**Request A**
In the passage on coming out as trans, roughly how many people does the writer's company employ?

**Provided text**
::::

I am now in my eighth year of coming out as trans and yes I am aware that this is a long time. It is also the only way I know how.

A colleague and friend I have known since 1990 was told two Saturdays ago that a few years ago I had made initial inquiries with HR about how a possible transition might be viewed. Their response back then was that it was up to me and to their knowledge my company of over 6,000 didn't have any other transitioned people although I know that statistically there must be some in hiding or simply in stealth.

My friend was a little taken aback because although he knows about my dysphoria he was surprised I would make such an inquiry. That option is now off the table but it felt good to disclose it. Such has been my experience with the people I trust in that my friendship with them has been validated. In my wildest dreams would I ever have foreseen being able to do this in the past.

::::

Point annotation dataset records:

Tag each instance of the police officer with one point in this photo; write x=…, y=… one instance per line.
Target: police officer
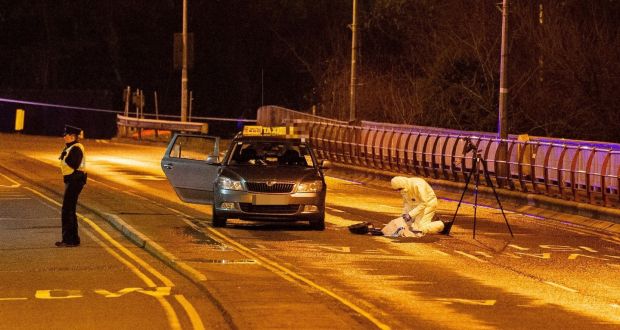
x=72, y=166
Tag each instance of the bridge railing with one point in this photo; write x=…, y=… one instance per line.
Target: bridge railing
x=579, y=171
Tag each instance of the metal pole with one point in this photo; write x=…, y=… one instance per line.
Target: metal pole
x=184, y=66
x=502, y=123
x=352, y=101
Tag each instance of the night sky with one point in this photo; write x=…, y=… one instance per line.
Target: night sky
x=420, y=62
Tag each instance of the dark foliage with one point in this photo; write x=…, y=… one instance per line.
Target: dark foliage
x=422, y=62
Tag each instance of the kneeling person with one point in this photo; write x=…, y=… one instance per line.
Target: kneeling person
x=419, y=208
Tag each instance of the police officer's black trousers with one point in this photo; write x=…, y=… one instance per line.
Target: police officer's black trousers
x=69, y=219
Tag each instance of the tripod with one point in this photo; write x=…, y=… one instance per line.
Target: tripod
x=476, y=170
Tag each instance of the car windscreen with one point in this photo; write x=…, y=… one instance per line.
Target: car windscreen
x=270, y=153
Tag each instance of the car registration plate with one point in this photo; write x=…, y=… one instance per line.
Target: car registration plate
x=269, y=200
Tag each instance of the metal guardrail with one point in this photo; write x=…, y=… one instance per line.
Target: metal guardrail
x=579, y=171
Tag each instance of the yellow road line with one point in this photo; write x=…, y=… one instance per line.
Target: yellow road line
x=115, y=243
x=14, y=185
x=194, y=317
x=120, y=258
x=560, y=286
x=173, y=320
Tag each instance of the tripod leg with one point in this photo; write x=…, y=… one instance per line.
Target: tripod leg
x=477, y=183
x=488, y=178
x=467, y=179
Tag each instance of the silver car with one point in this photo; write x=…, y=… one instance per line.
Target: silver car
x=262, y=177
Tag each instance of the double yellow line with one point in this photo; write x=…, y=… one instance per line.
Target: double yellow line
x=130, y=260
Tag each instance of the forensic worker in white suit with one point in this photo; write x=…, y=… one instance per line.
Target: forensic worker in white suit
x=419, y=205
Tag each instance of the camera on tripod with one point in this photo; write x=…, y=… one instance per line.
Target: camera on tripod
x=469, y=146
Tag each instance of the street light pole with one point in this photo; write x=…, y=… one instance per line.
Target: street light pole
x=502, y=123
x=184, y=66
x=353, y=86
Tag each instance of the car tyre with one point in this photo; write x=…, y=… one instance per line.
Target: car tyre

::::

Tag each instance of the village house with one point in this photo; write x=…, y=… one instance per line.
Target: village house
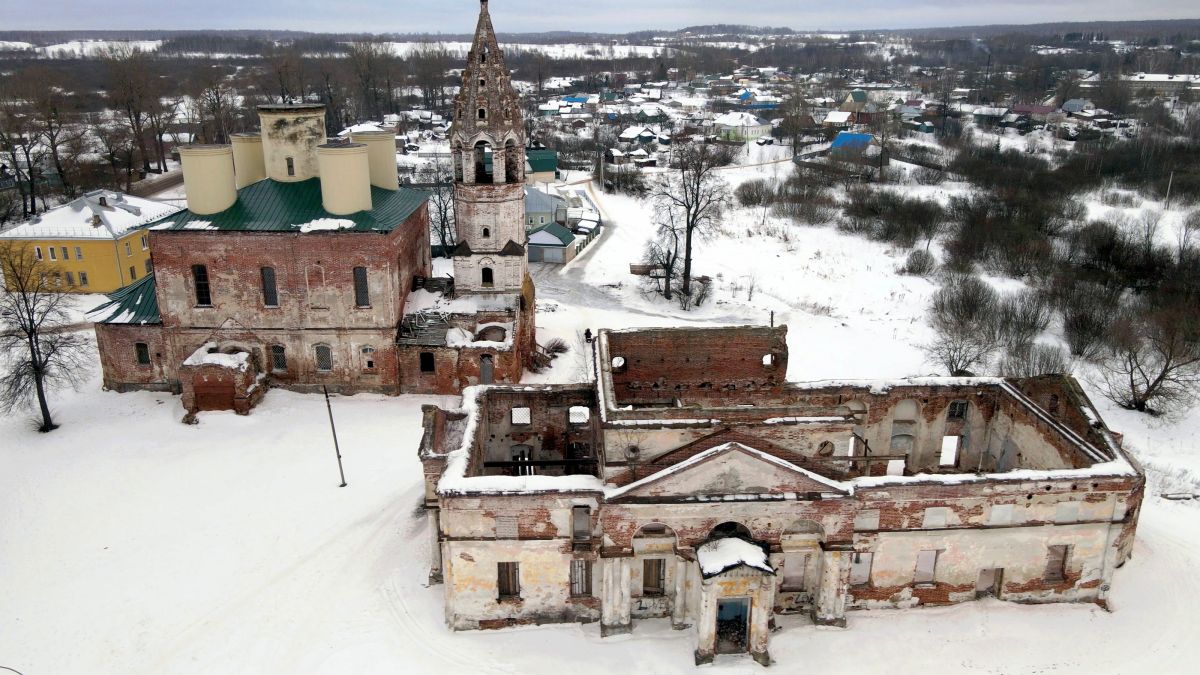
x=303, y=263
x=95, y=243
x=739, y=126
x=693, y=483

::::

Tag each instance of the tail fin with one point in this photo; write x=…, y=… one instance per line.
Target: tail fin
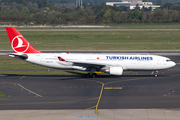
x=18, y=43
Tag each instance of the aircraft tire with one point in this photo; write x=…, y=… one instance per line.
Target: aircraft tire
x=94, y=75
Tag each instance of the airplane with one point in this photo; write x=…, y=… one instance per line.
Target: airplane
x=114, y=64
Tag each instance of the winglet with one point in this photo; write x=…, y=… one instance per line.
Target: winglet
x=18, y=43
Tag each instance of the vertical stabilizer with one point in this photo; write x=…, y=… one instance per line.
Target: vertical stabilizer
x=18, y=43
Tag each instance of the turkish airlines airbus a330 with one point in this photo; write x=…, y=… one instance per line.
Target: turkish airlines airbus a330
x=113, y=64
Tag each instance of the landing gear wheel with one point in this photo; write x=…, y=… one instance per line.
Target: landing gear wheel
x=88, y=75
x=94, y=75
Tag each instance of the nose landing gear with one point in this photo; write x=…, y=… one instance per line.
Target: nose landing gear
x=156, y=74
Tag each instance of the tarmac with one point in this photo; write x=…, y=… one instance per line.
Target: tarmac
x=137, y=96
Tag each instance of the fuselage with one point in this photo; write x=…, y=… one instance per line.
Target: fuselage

::::

**Request B**
Revise the stretch of the listing from the line that contains "Tag each instance of the village" through the line that contains "x=693, y=483", changing "village house" to "cottage" and leaving everything else as it is. Reproduce only those lines, without the pictures.

**Full response A**
Over 6,000 people.

**Full response B**
Tag each instance of the cottage with one point in this photo; write x=…, y=… one instance per line.
Target: cottage
x=303, y=263
x=95, y=243
x=739, y=126
x=693, y=483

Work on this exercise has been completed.